Phi Kappa Psi – Iowa Beta: 46 Years Later

Welcome to my photoblog, please “Follow” along.  Today’s post is a bit off topic yet it’s an interesting piece of personal nostalgia from my university days.

Back in Apr’16, I had an offer to share my time since university with my fraternity brothers in the latest Jul’16 issue of “Cyclone”, a publication of Iowa Beta at Iowa State University in Ames, Iowa.  So I drafted my thoughts of times gone by with the final write-up seen below.  First, I thought I’d share some old time images.

Question to my Phi Psi Brothers: Is Mary Ellen Barnes still remembered?

Iowa Beta Chapter Photos 1971 – 1974

I had to look hard to find myself.  I’ve provided a Row / Column reference identifier.

R5 C13

R5 C13

R5 C1

R5 C1

R4 C1

R4 C1

R3 C6

R3 C6

Phi Kappa Psi – Iowa State University – Alumni Brothers

Iowa Beta Spotlight Article – July 2016

(Editor’s Note: We are spotlighting two brothers in this issue, whose careers have been quite different but whose love of photography provides a common thread between them. Be sure to check out their websites for some truly amazing photographs.)

Where to start? Do I go back to 1970 to revisit my freshman year, or do I begin today in 2016? I’ve flipped the coin so let’s go to the (almost) last chapter, first.

Today, I live and work in Chennai, India, often referred to as Old Madras. (I’ve always wondered if those old bleeding Madras shirts from the 1960s were made here.) I enjoy the people and character of India, which is ever-changing with surprises around every corner. However, like other expats here, we at times share a frustration of “what is vs. what it could be.”

During my two years in Chennai, I’ve re-discovered photography across the many different genres (i.e., street photography, infrared photography, portraits, macro photography, landscape) with twice-a-month Chennai Photowalks. I’ve found photography to provide the technical challenge while building my skills in achieving an artistic final image for my viewers. This newfound passion will play well with my travels around China and abroad.

Provided data ::
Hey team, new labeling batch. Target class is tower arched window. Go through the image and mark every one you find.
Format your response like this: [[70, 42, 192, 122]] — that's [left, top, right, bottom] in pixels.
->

Required task ::
Answer these from the photoblog post on Phi Kappa Psi:
1. Which issue of "Cyclone" carried the writer's write-up?
2. In what city does the writer now live and work?
3. How often are the Chennai Photowalks held?

Result of the exercise ::
1. The July 2016 issue.
2. Chennai, India.
3. Twice a month.